# REQUIRED WORK
Your answer must be the listing, given again word for word.

# AVAILABLE DATA
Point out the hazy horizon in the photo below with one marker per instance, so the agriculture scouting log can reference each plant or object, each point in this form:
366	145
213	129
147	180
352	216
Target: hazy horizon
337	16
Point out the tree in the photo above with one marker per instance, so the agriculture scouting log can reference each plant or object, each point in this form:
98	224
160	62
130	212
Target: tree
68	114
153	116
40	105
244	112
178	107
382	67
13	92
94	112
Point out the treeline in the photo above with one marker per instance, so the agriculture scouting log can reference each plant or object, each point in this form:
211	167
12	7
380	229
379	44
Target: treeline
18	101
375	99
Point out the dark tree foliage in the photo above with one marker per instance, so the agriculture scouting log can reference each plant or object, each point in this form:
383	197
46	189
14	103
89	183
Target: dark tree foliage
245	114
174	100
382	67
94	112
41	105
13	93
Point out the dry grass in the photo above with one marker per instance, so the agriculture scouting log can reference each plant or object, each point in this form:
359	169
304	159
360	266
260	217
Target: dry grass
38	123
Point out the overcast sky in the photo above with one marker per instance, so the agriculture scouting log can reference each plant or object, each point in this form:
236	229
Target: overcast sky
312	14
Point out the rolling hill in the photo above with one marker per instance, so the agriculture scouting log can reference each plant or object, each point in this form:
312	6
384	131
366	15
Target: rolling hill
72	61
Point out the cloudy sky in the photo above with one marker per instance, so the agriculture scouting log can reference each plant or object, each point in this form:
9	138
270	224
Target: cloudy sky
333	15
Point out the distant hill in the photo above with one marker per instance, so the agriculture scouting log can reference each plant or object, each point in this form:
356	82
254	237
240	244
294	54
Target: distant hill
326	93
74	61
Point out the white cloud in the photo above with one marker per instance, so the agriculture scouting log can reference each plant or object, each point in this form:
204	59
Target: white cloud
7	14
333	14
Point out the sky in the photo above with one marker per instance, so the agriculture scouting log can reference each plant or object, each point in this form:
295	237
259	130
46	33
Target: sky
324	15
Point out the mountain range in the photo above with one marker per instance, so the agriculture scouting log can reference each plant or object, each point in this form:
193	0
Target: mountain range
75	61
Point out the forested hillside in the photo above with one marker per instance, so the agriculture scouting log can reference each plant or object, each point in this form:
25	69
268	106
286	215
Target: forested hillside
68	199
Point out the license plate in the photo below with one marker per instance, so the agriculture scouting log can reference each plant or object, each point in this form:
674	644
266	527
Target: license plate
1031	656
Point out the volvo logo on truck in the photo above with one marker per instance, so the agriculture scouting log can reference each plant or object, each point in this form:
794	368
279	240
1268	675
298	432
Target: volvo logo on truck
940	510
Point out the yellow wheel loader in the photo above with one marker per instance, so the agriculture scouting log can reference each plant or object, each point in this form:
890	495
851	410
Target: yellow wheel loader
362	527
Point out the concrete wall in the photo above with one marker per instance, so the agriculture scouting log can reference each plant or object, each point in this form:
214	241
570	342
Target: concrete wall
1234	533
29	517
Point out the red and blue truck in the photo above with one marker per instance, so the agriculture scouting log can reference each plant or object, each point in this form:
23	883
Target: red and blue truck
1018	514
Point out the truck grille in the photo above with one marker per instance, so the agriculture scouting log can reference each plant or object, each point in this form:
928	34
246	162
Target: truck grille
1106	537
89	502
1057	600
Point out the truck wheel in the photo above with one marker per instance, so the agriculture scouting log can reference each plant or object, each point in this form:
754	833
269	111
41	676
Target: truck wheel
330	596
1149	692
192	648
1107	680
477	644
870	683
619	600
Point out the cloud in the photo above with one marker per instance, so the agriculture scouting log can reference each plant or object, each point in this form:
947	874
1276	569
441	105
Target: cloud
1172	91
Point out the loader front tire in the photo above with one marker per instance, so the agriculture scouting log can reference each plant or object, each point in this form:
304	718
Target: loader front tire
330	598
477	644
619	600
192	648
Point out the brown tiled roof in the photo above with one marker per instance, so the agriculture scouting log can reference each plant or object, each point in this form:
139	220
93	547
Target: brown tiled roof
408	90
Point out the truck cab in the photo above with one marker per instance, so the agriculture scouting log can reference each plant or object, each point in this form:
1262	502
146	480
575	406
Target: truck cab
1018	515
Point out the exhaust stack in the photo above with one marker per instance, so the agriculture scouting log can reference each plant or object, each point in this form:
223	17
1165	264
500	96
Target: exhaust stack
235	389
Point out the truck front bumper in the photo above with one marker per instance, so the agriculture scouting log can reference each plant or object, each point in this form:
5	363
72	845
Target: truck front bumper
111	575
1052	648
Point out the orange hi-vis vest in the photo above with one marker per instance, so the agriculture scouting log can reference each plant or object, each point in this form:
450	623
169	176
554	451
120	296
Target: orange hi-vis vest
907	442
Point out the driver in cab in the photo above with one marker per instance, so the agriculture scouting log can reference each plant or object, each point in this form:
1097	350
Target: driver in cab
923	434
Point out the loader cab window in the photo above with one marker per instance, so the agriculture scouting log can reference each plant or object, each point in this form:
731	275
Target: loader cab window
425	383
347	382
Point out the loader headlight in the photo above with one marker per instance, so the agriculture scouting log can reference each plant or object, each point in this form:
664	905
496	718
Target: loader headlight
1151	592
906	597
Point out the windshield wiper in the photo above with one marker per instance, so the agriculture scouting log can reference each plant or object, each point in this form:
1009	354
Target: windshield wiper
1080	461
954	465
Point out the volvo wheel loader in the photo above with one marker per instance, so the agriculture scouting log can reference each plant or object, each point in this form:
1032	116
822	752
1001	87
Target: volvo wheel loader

# OUTPUT
Point out the hazy horizon in the photo below with one marker per instance, so the agriculture scouting log can reference each plant or object, each point in this form:
366	145
213	129
147	180
352	216
Target: hazy horizon
337	16
Point out the tree in the photo above with one marker per instance, so the agriculture scouting log can reference each plant or object, each point in this form:
98	224
160	62
130	212
Target: tree
68	114
153	116
40	105
244	112
178	107
382	67
13	92
94	112
Point out the treeline in the photo above with one marker per instance, so the agriculture scouting log can reference each plant or object, each point in this form:
211	167
12	7
380	229
379	44
Target: treeline
18	101
375	99
Point out the dark tree foliage in the photo above with one marker per instance, so the agriculture scouting log can reference each plant or object, each point in this form:
383	197
46	189
14	103
89	183
Target: dark tree foliage
245	114
174	100
382	67
94	112
41	105
13	93
Point out the dry grass in the photo above with one marker per instance, so the agriculture scouting log can reference each plant or object, each point in this form:
359	169
304	159
360	266
260	217
Target: dry grass
38	123
Point out the overcast sky in the photo above with one marker per instance, so the agriculture scouting log can reference each plant or object, each point in this form:
236	229
Target: overcast sky
312	14
Point out the rolling hill in the photo above with one marker per instance, so the agriculture scouting log can reference each plant or object, each point in this form:
312	6
384	131
366	15
Target: rolling hill
72	61
Point out the cloudy sky in the photo above with one marker per instance, so the agriculture scouting log can reference each plant or object, each point in this form:
9	138
270	224
Target: cloudy sky
333	15
Point out the distant hill in the photo above with one marker per instance, so the agriculture scouting log can reference each plant or object, each point in this form:
356	82
254	237
240	244
294	54
Target: distant hill
326	93
74	61
Point out the white cloud in the photo above with one marker per instance, so the agriculture scouting log can reference each plant or object, each point in this form:
204	59
Target: white cloud
7	14
333	14
Point out the sky in the photo above with one marker per instance, so the agriculture scouting log can reference each plant or object, each point in this form:
295	237
259	130
46	33
Target: sky
324	15
Point out the mountain range in the photo above with one marker per instance, so the agriculture scouting log can reference each plant or object, each point in this form:
193	0
Target: mountain range
75	61
Point out the forested hillside in the photo above with one marker per instance, so the agriculture scouting log can reference each plant or object, each point in this form:
25	69
268	106
286	215
Target: forested hillside
68	199
Point out the license plate in the photo below with one marker per instance, so the agriculture scouting log can reference each plant or object, each point in this form:
674	644
266	527
Target: license plate
1031	656
Point out the volvo logo on truck in the photo above with one marker per instance, so the agriculture scouting log can reference each plant or object, each point in this form:
794	368
279	240
1268	675
298	432
Target: volvo logo on truck
940	510
Point out the yellow wheel loader in the photo above with one marker per instance, so the agriculture scouting log can reference each plant or object, each point in this form:
890	495
851	410
Target: yellow wheel loader
362	527
Point out the concrete wall in the photo above with one marker per instance, so the agriculture scouting log can reference each plant or object, each point in this form:
214	241
570	342
Target: concrete wall
1234	533
29	517
Point out the red and blue truck in the photo above with one marker per instance, so the agriculture scouting log can reference each plant or object, each point in this form:
23	883
Target: red and blue truck
1018	514
Point out the truck grille in the photo above with one marker per instance, so the agriculture scouting log can reference each plant or object, each point in this form:
928	34
246	162
Target: truck grille
1106	537
89	502
1057	600
Point out the truck wheel in the photo above with one marker per instance, so the agriculture scouting log can reference each plant or object, each point in this form:
754	833
269	111
41	676
Target: truck wheel
330	596
1149	692
192	648
1107	680
477	644
870	683
619	600
Point out the cloud in the photo above with one marker per instance, so the agriculture scouting log can reference each plant or object, each point in this form:
947	874
1276	569
441	105
Target: cloud
1172	91
Point out the loader front tire in the photo above with one marker per instance, so the agriculture scouting log can reference each plant or object, each point in this form:
304	718
Target: loader front tire
330	598
477	644
619	600
192	648
Point out the brown tiled roof in the photo above with one marker per instance, so the agriculture scouting log can reference each plant or object, each point in this form:
139	220
93	547
Target: brown tiled roof
408	90
Point out the truck cab in the photo above with one marker per instance, so the agriculture scouting log can reference each plant or object, each point in this form:
1262	502
146	480
575	406
Target: truck cab
1018	515
Point out the exhaust stack in the photo above with one marker per instance, so the agriculture scouting log can reference each plant or object, each point in this form:
223	17
1165	264
500	96
Target: exhaust stack
235	389
Point out the truck front bumper in the photo above with one marker per instance, so the agriculture scouting log can reference each plant or object, each point in this form:
5	363
72	845
Target: truck front bumper
111	575
1052	648
Point out the orange hi-vis vest in the photo above with one marker per instance, so the agriculture scouting log can reference each plant or object, each point in this form:
450	623
169	176
554	451
120	296
Target: orange hi-vis vest
907	442
Point out the driver in cab in the photo above with one marker per instance, so the agriculture scouting log can reference each plant or object, each point in this form:
1097	350
Target: driver in cab
923	434
Point out the loader cab window in the photo above with one marker per instance, so the agriculture scouting log can reference each plant or object, each point in this form:
731	275
Target: loader cab window
425	383
347	382
Point out the loader headlight in the photo above with one marker per instance, so the agriculture scouting log can reference each plant or object, each point in this form:
664	905
496	718
Target: loader headlight
1151	592
906	597
Point out the windshield wiper in the photo above with one marker per instance, so the agriculture scouting log can reference each plant or object, each point in this form:
1009	354
Target: windshield wiper
1080	461
954	465
Point out the volvo wheel loader in the photo above with one marker per instance, so the agriculture scouting log can reference each plant or object, each point in this form:
1032	116
822	752
1001	87
Target: volvo wheel loader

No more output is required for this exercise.